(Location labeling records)
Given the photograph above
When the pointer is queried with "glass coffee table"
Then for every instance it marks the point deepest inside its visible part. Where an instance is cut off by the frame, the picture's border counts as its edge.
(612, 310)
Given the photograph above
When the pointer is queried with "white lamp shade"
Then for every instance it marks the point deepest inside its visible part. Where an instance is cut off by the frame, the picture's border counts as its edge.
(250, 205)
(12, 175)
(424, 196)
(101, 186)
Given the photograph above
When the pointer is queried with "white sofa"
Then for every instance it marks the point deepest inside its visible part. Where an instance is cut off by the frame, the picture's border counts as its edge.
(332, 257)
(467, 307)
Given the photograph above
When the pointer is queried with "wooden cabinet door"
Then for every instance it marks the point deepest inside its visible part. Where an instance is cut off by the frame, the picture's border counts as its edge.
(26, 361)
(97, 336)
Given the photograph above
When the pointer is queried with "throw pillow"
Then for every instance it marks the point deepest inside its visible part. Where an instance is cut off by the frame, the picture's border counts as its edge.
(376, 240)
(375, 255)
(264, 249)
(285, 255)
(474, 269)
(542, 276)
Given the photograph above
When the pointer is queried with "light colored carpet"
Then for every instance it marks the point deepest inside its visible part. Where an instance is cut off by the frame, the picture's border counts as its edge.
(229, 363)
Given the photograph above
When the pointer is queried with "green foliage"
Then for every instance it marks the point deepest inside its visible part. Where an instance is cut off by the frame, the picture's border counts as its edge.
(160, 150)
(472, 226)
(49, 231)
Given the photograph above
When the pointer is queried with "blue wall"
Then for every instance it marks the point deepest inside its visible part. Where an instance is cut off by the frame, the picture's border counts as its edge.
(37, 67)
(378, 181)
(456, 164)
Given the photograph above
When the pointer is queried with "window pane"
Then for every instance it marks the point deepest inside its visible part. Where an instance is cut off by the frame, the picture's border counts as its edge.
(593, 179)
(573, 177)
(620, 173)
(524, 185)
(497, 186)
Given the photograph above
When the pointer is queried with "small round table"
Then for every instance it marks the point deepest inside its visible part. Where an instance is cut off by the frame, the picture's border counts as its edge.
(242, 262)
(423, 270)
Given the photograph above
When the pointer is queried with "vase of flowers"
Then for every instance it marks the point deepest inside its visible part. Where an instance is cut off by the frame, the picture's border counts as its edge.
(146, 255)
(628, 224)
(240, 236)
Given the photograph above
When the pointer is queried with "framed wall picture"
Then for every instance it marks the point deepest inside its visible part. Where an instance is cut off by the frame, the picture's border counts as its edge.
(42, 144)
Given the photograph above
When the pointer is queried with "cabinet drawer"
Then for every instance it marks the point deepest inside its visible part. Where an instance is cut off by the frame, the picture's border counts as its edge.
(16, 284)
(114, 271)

Brief:
Above are some records; repeat all of them exactly.

Answer to this task:
Given the photograph above
When the pointer is queried with "glass coffee table"
Then for every instance it marks the point deepest inside its visible part. Where an instance is cut off by the frame, the picture's border counts as its edge.
(612, 310)
Given the photograph above
When the pointer is queried with "white lamp shade"
Then for every instance it marks the point deepest inside its visible part. Where an instance is cut off by the frame, the picture's border counts as its edge.
(250, 205)
(12, 175)
(424, 196)
(101, 186)
Given the photograph above
When the pointer is queried with "white sofa"
Then for every instance it marks the point deepest inside its visible part. Where an instance is cut off by the frame, the picture's border counts as its edge.
(332, 257)
(467, 307)
Given the photograph above
When the pointer is queried with "wooden cabinet door"
Then for every instance it marks the point deepest inside its visible part. Where an instance is cut off by the frame, the picture's border counts as its edge.
(26, 361)
(97, 336)
Given the photograph above
When the pointer is queried with "throw pillow"
Then for every instance it marks the point deepest inside its visible part. Where an instance is cut off by the frame, the picture's border counts as its edge.
(376, 240)
(375, 255)
(264, 249)
(285, 255)
(474, 269)
(542, 276)
Given the photograph above
When the pointer is queried with "light colored carpet"
Then for every instance it marks the point deepest inside its visible part. Where an instance is cut off by the frame, the picture's border counts as its edge.
(229, 363)
Given the photograph above
When the pointer is queried with "green foliage"
Then for every instance it marks the point deepest inside its visible part. Where an instance is cut off by the frame, the picture's border counts as its edge.
(160, 150)
(472, 226)
(49, 231)
Given the photograph above
When the pointer is queried with "blue wall"
Then for every instance it marks the point deepest inside its visible part. Where an instance is cut off by the frame, the picture's border counts as its edge.
(37, 67)
(378, 181)
(456, 164)
Given the photograph above
When the pointer is queried with "window pane"
Then for every instance it marks the point deepest inside its visible part. Where an instance is cut off by the frame, the picture's border counts as its edge.
(593, 179)
(573, 177)
(620, 173)
(524, 185)
(497, 186)
Given the photograph above
When the pointer is queried with "small round table"
Then for every instance it marks the point deepest inside its visible part. Where an instance is cut off by the frame, the picture's border counts as its edge.
(242, 262)
(423, 270)
Given the photograph above
When the pointer is queried with "vase of flowers"
Then for every instance it marks the point deepest inside its visible part. Where an instance is cut off by the frame, the picture's border counts as its edge.
(146, 255)
(628, 224)
(240, 236)
Given the photograph above
When the pointer is queried with "framed wall picture"
Then for every instance it marks the point deepest inside its visible part. Where an instance is cut off by the frame, the picture's border counts as its edge.
(42, 144)
Given the photograph above
When the pointer is queried with "cabinet drawer"
Then for every instance it marks the point deepest inside its visible part. Where an instance is cut off by the frame, the picture's border counts as its edge.
(16, 284)
(114, 271)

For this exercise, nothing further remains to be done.